• SET PROBLEM: In the article about the recycling center expansion below, how much did the upgrade cost?

Recycling center cuts ribbon on expansion

A loader dumps cardboard onto a conveyor feeding a new baler at the Valley Community for Recycling Solutions facility that will allow that group to expand the amount of material it can recycl
A loader dumps cardboard onto a conveyor feeding a new baler at the Valley Community for Recycling Solutions facility that will allow that group to expand the amount of material it can recycle. ANDREW WELLNER/Frontiersman

By ANDREW WELLNER

Frontiersman.com

PALMER — In the past few years the Valley Community for Recycling Solutions operation has moved from a parking lot, to a set of temporary buildings, to a dedicated, energy efficient facility that Thursday cut the ribbon on a new expansion.

The $5.5 million upgrade includes a wind-sheltered drop-off area — wind has long been a problem at the facility — and, according to a center press release, “a Harris Badger, 2-stroke horizontal auto-tie baler fed by an in-floor conveyor.”

Which is to say a big piece of machinery that compacts cardboard and ties it into big, heavy bales for shipment.

Dewey Taylor, who sits on VCRS’s board of directors, noted that the baler spits out bigger bales, faster and they come out pre-tied. The old baler, he said, spit out bales they had to tie by hand.

“This will allow us to double our capacity,” Taylor said, as he watched a loader dump cardboard onto the conveyor.

Executive Director of VCRS, Mollie Boyer, handed credit for the expansion to the volunteers and employees.

“It is a group effort. It has always been a group effort,” Boyer said.

Those volunteers also got a shout out from Lyda Green, the former Valley state senator who secured a lot of the funding for VCRS.

“No project deserves this many volunteers. This is over the top,” she joked.

She said that the usual evolution of a non-profit is a lot of initial interest that slackens over time, necessitating an influx of money from another source, often the state.

“That hasn’t been the case here. I don’t know what you people live on but share your secret with other non-profits,” she said.

Janet Kincaid, a well-known Palmer hotelier and restaurateur, said that she started her involvement with VCRS on what she thought would be an honorary basis, just lending her name, but not her efforts, to a worthy cause. But she said she her involvement quickly became much more hands-on at the center and in her personal life.

“At the hotel, I recycle the boxes and I have a sign up that says, ‘help Janet save the planet,’” she told the crowd.

Nearly everyone who spoke had something to say about Boyer’s tenacity. Green said that Boyer was constantly checking in on the status of state grants.

• STORED ROWS:
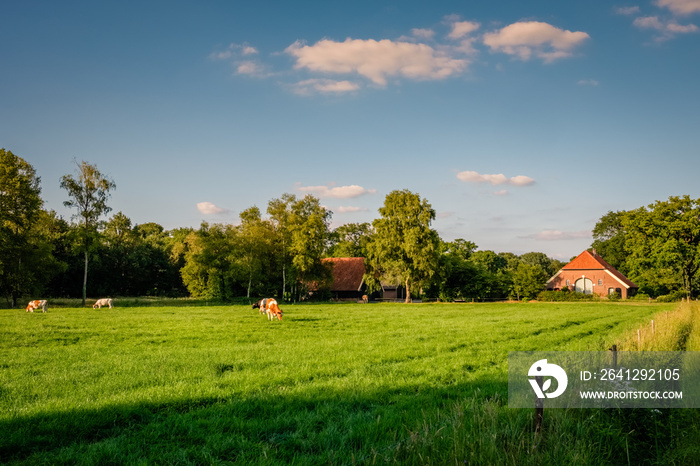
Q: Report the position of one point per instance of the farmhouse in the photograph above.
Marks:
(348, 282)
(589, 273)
* * *
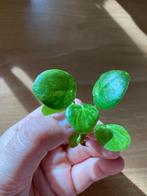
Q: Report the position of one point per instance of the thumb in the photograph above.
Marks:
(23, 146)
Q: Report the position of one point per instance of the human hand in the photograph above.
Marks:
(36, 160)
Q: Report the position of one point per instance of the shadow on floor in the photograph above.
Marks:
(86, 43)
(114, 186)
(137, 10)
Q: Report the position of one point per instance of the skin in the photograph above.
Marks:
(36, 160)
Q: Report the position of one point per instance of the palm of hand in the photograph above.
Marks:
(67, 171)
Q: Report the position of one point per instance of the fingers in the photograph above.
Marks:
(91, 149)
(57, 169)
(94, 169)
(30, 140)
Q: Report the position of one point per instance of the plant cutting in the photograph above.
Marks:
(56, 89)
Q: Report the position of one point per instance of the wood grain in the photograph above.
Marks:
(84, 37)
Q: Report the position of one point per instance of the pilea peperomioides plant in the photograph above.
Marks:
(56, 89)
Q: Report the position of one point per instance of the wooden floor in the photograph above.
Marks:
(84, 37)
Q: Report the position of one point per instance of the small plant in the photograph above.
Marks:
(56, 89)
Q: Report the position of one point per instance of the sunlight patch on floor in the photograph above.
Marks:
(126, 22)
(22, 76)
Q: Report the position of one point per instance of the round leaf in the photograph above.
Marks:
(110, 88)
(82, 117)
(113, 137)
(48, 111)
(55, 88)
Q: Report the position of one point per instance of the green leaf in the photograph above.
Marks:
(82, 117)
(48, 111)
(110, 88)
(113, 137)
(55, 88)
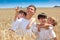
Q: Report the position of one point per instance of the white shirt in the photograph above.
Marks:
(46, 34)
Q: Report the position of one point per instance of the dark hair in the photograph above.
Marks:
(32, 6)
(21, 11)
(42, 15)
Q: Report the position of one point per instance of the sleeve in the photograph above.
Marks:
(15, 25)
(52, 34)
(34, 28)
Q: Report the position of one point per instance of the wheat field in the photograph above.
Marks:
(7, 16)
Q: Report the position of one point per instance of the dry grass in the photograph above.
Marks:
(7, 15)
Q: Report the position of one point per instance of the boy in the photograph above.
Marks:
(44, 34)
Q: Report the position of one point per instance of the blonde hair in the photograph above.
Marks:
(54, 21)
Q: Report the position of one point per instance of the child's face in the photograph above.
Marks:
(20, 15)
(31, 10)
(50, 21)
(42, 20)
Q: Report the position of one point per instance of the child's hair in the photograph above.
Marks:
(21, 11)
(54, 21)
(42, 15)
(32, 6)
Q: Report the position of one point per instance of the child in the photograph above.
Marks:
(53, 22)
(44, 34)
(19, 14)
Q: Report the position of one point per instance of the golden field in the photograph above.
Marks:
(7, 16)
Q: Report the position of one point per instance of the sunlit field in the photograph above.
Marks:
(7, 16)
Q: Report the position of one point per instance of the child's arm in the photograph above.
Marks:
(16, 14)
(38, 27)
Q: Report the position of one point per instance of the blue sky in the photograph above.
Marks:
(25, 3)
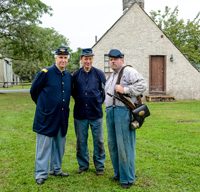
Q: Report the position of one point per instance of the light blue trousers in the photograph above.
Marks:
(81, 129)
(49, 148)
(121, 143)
...
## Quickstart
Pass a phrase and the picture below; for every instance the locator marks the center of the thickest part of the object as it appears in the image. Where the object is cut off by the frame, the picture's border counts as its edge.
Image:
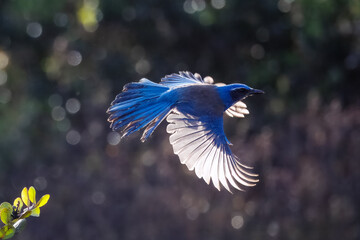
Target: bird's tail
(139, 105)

• ANSWER: $5.5 million